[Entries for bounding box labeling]

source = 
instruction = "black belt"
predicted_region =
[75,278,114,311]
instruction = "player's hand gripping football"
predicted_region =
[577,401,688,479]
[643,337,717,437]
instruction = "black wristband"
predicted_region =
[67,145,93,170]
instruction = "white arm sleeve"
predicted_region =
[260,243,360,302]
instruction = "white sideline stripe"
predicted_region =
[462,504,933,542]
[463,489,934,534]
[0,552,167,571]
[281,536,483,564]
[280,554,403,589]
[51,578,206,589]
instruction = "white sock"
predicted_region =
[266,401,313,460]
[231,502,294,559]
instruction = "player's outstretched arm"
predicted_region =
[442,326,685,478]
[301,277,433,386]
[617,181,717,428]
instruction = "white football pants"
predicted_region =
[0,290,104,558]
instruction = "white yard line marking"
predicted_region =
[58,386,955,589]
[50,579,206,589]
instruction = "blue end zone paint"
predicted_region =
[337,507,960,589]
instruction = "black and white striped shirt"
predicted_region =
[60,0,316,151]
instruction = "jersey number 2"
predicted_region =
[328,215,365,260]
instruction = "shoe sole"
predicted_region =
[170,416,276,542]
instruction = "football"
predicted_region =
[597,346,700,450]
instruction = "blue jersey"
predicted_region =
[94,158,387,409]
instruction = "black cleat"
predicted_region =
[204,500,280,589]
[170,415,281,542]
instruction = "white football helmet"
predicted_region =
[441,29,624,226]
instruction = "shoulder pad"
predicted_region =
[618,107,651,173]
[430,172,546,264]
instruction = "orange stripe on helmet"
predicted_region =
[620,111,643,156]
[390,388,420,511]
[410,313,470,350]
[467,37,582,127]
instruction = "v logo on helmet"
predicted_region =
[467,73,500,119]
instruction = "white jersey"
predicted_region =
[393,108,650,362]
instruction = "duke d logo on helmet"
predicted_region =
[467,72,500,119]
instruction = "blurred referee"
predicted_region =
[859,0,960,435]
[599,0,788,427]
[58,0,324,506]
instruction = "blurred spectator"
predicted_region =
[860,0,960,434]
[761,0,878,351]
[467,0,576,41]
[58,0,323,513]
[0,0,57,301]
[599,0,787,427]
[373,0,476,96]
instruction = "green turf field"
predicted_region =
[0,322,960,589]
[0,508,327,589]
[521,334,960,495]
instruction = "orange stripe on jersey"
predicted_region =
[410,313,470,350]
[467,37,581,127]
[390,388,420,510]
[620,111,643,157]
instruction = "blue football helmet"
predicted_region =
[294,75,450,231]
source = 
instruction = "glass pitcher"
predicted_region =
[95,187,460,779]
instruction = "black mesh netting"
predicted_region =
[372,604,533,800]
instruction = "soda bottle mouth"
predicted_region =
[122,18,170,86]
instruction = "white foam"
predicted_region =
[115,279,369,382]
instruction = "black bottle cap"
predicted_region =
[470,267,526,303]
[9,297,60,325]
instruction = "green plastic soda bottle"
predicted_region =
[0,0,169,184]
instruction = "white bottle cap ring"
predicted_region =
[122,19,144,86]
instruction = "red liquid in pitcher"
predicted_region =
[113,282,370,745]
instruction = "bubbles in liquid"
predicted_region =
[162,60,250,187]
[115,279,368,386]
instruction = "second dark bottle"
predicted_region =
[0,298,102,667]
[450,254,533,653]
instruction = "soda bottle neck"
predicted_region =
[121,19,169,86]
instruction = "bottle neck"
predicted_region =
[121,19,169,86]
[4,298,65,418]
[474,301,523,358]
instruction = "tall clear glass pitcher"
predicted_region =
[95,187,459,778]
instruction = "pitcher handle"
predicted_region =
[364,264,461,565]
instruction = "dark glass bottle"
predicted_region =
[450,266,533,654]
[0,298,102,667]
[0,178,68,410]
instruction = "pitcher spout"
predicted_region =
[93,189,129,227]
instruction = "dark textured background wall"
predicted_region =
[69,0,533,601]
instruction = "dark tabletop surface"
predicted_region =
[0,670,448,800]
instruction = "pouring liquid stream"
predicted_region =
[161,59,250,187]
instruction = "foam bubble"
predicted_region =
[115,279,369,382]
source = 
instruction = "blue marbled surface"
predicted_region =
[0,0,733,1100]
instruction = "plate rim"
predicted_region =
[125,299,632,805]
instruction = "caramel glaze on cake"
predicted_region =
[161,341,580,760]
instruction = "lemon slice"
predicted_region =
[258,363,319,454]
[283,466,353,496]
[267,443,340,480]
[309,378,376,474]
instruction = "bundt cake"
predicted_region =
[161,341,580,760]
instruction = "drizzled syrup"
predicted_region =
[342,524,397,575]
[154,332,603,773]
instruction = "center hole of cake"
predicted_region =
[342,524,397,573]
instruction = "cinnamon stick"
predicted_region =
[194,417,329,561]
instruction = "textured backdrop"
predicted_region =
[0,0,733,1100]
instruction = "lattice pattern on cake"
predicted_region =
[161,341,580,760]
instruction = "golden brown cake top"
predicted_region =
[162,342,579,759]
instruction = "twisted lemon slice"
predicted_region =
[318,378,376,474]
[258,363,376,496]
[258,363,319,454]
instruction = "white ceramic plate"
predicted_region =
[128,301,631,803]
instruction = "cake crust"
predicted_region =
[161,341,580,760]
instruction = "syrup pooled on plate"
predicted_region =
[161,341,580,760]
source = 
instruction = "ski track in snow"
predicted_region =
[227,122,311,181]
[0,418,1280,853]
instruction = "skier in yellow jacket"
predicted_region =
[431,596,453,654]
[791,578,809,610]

*Written request*. Can you swap every "predicted_region" for "bounding_box" throughout the records above and give them again with nothing else changed?

*Response*.
source = 
instruction = "black belt"
bounding_box =
[75,278,114,311]
instruction = "player's hand gripping football"
bounding_box =
[577,401,688,479]
[643,337,717,437]
instruction = "black wristband"
bounding_box =
[67,145,93,170]
instruction = "white arm sleeve"
bounding_box =
[260,243,360,302]
instruction = "white sideline stripe"
bounding_box =
[462,504,933,542]
[463,489,934,534]
[0,552,167,571]
[281,536,483,564]
[280,554,403,589]
[51,578,206,589]
instruction = "white sock"
bounding_box =
[266,401,313,460]
[231,502,294,559]
instruction = "player's outstretched arm"
bounding_box =
[442,326,685,478]
[301,277,433,386]
[617,181,717,428]
instruction = "white football pants"
bounding_box =
[0,290,104,558]
instruction = "white yard line marking"
bounding_box =
[58,386,955,589]
[50,579,206,589]
instruction = "blue end zone paint"
bounding_box =
[337,507,960,589]
instruction = "black and white striped shirt"
bounding_box =
[60,0,316,151]
instruction = "jersey number 2"
bounding_box =
[328,215,365,260]
instruction = "shoe sole"
bounding_box =
[170,416,276,542]
instruction = "football"
bounding_box =
[597,346,700,450]
instruction = "blue jersey"
bounding_box =
[94,158,387,409]
instruction = "black cleat"
bounding_box =
[204,500,280,589]
[170,415,281,542]
instruction = "white football helmet"
bounding_box =
[441,29,624,226]
instruction = "shoulder pad"
bounding_box =
[618,107,651,173]
[430,172,546,264]
instruction = "orange stripe on helmet"
bounding_box =
[620,111,643,156]
[390,388,420,511]
[410,313,470,350]
[467,37,582,127]
instruction = "v logo on helmet"
bounding_box =
[467,73,500,119]
instruction = "white jersey"
bounding_box =
[393,108,650,362]
instruction = "duke d logo on helmet"
bounding_box =
[467,72,500,119]
instruction = "blurred referee"
bounding_box =
[859,0,960,435]
[599,0,788,427]
[58,0,324,506]
instruction = "blurred spectator"
bounding_box =
[860,0,960,434]
[761,0,878,351]
[467,0,576,41]
[58,0,323,513]
[0,0,57,301]
[599,0,787,427]
[373,0,476,96]
instruction = "green turf field"
bounding_box =
[0,322,960,589]
[0,508,327,589]
[521,334,960,495]
instruction = "orange stripe on jersey"
bounding_box =
[410,313,470,350]
[467,37,581,127]
[390,388,420,510]
[620,111,643,157]
instruction = "blue football helmet"
bounding_box =
[294,75,450,231]
source = 
instruction = "glass pitcher"
bounding_box =
[95,187,460,779]
instruction = "black mesh netting"
bounding_box =
[372,604,533,800]
instruction = "soda bottle mouth"
bounding_box =
[122,18,170,86]
instruction = "white foam"
bounding_box =
[115,279,369,382]
instruction = "black bottle cap"
bounding_box =
[470,267,526,303]
[9,297,60,325]
instruction = "green plastic soda bottle"
bounding_box =
[0,0,169,184]
instruction = "white bottle cap ring"
bounding_box =
[122,19,144,86]
instruction = "red liquid in pitcher"
bounding_box =
[113,282,370,745]
instruction = "bubbles in liquid"
bounding_box =
[162,60,250,187]
[115,279,368,386]
instruction = "second dark bottle"
bounding_box =
[0,298,102,667]
[450,254,533,653]
instruction = "soda bottle neck"
bounding_box =
[121,19,169,86]
instruction = "bottle neck"
bounding_box =
[121,19,169,86]
[4,298,65,418]
[474,301,523,358]
instruction = "tall clear glass pitcher"
bounding_box =
[95,187,459,778]
instruction = "pitcher handle"
bounding_box =
[364,264,461,565]
instruction = "dark glass bottle"
bounding_box =
[450,266,533,654]
[0,298,102,667]
[0,178,68,410]
instruction = "pitcher spout"
bounding_box =
[93,189,129,227]
instruction = "dark textured background wall"
bounding_box =
[69,0,533,601]
instruction = "dark tabletop surface"
bounding_box =
[0,670,448,800]
instruction = "pouring liquid stream"
bounding_box =
[161,59,250,187]
instruction = "foam bubble"
bounding_box =
[115,279,369,382]
source = 
instruction = "blue marbled surface"
bounding_box =
[0,0,733,1100]
instruction = "plate rim"
bounding_box =
[125,299,632,805]
instruction = "caramel glaze on cake"
bounding_box =
[161,341,580,760]
instruction = "lemon slice"
bounding_box =
[258,363,319,454]
[283,466,353,496]
[267,443,340,480]
[309,378,376,474]
instruction = "bundt cake"
bounding_box =
[161,341,580,760]
instruction = "drizzled syrup"
bounding_box =
[342,524,397,575]
[154,332,603,773]
instruction = "center hole of cake"
bounding_box =
[342,524,397,573]
instruction = "cinnamon stick"
bounding_box =
[194,417,329,561]
instruction = "textured backdrop"
bounding_box =
[0,0,733,1100]
instruction = "lattice pattern on cake"
bounding_box =
[161,341,580,760]
instruction = "golden brown cake top"
bounding_box =
[162,342,579,759]
instruction = "twisted lemon slice"
bounding_box =
[318,378,376,474]
[258,363,376,496]
[258,363,319,454]
instruction = "white ceramic plate"
bounding_box =
[128,301,631,803]
instruction = "cake crust"
bounding_box =
[161,341,580,760]
instruction = "syrup pooled on plate"
bounding_box =
[161,341,580,760]
source = 
instruction = "ski track in snow"
bounding_box =
[227,122,311,181]
[0,418,1280,853]
instruction = "skier in yellow jacket"
bounding_box =
[431,596,453,654]
[791,578,809,610]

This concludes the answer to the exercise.